[Start of Data for this exercise]

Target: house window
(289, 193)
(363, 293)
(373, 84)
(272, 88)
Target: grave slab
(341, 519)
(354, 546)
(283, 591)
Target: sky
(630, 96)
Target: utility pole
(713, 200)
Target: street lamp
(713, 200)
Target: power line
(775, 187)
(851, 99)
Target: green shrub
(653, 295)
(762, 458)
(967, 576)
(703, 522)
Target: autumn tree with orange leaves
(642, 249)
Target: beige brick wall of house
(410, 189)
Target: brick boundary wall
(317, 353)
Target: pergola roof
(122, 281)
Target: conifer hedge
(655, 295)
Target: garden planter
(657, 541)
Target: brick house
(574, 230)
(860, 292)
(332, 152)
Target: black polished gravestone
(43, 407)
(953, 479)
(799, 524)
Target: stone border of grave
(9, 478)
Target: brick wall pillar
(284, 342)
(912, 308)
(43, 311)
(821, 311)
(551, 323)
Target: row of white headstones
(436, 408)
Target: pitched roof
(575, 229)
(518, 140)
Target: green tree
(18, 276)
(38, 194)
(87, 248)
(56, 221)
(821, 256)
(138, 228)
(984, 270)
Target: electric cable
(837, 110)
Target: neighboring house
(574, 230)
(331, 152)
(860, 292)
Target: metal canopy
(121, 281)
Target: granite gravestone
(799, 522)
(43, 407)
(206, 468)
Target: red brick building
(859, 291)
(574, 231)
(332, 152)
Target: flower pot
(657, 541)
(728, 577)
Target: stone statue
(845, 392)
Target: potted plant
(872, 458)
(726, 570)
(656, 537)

[End of Data for this exercise]
[Start of Data for this exercise]

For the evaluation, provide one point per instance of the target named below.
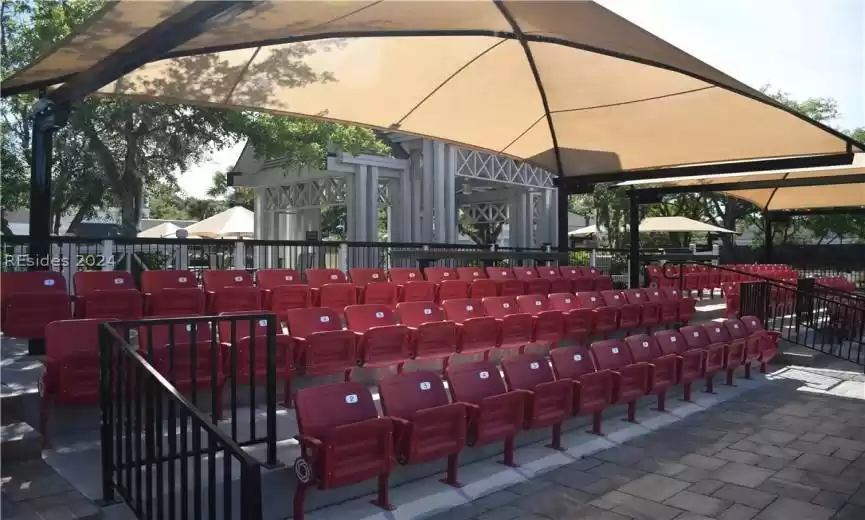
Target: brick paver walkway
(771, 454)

[End of Data for this exercise]

▶ [To be done]:
Which lines in the entries above contain the word "house"? List each one in full.

▶ [Exercise answer]:
Target: house window
Target: beige brick wall of house
Target: brick house
Target: neighboring house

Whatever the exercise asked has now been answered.